Stored data entries
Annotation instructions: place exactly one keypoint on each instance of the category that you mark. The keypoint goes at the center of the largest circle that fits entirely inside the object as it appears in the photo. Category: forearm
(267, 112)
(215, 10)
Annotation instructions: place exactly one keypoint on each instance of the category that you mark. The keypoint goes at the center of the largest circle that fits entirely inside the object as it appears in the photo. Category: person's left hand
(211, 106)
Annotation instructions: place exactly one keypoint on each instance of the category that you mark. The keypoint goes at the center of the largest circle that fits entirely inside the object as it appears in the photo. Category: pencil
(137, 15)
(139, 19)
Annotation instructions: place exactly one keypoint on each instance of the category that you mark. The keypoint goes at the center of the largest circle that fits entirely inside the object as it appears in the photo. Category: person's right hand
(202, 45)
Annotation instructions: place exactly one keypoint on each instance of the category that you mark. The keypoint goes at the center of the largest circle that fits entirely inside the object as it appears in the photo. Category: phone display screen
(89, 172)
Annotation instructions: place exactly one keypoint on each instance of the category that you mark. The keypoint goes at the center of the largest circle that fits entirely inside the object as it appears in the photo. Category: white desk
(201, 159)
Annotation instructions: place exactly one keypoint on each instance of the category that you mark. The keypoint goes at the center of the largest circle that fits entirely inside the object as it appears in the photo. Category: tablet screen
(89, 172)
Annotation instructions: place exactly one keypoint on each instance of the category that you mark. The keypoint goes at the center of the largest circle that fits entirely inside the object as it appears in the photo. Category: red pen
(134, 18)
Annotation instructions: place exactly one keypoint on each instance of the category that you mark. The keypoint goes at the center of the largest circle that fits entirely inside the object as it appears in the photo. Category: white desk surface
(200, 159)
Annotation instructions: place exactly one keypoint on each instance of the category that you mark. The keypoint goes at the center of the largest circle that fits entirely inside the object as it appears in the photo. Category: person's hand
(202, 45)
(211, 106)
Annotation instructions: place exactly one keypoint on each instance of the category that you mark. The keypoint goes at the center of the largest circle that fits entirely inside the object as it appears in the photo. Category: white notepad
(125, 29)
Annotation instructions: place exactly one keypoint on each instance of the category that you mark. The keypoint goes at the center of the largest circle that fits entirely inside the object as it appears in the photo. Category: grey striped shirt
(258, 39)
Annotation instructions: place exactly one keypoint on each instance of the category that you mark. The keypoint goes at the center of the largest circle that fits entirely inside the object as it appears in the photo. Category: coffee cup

### Directions
Each record above has to be set down again, word for word.

### Exercise solution
Annotation instructions: place exactly one keypoint on each instance of the category that you mark. The keypoint goes at the center of the largest circle that fits entirely inside the object as it appears in the photo. Category: forearm
(267, 112)
(215, 10)
Annotation instructions: place exactly one keypoint on each instance of the category that you mark. The keypoint goes at the center of the largest circle that fits entirely inside the object as it appears in the photo. Category: person's left hand
(211, 106)
Annotation instructions: place exactly one keypoint on each instance of the category that you mark. The keypoint goes at the center of the largest circle that fits entirely inside the object as it appears in the photo. Category: pencil
(137, 15)
(139, 19)
Annotation instructions: place exactly one keypoint on each instance of the category that you mark. The keypoint goes at the center of the largest circle that fits entirely inside the object as it appears in the photo. Category: person's right hand
(202, 45)
Annotation instructions: place exactly one keypoint on each instance of the category that you mark. The keypoint goes at the center of the largest circle that fits entirely inside the object as it appears in the photo. Category: phone display screen
(89, 172)
Annotation instructions: place exactly one keypoint on each instance of the category that you mark. The keypoint goes at the center of the largest circle that fits entirely inside the object as it appears in the photo. Category: white desk
(201, 159)
Annotation instructions: place exactly one keypoint on each instance of the category that you mark. The keypoint goes at the center of the largest circle that fits entirely inside the object as it appears in the photo. Category: tablet screen
(89, 172)
Annotation instructions: place exactly one keypoint on each instance of the category that you mark. The keypoint goes at the center of the largest circle that fits entirely inside the object as it appears in the photo. Category: red pen
(134, 18)
Annotation instructions: place exactly one keypoint on each instance of the category that you mark. The keypoint goes at the center of the largest circle that fits entirely inside the object as it appears in the photo. Category: white desk surface
(200, 159)
Annotation instructions: place exactly one keypoint on each instance of the category that you mark. The keypoint goes at the center of the largest circle that fits entirely inside the object as it appears in the photo. Category: person's hand
(202, 45)
(211, 106)
Annotation instructions: place exactly one keypoint on each instance of the category that you mark. The keypoint goes at the center of the largest circle that fits entirely inside the object as it appears in the photo. Category: white notepad
(125, 29)
Annotation instructions: place exactly one keypoint on each instance of the category that you mark. The keypoint goes at the center of the largest circle that fits entirely inside the object as it appears in the photo. Category: grey striped shirt
(258, 39)
Annotation instructions: place exactly one keypoint on each instance of the category that you mark. The keypoint goes at the center of the largest circle that fits entirely inside the object as it appears in the photo. Category: coffee cup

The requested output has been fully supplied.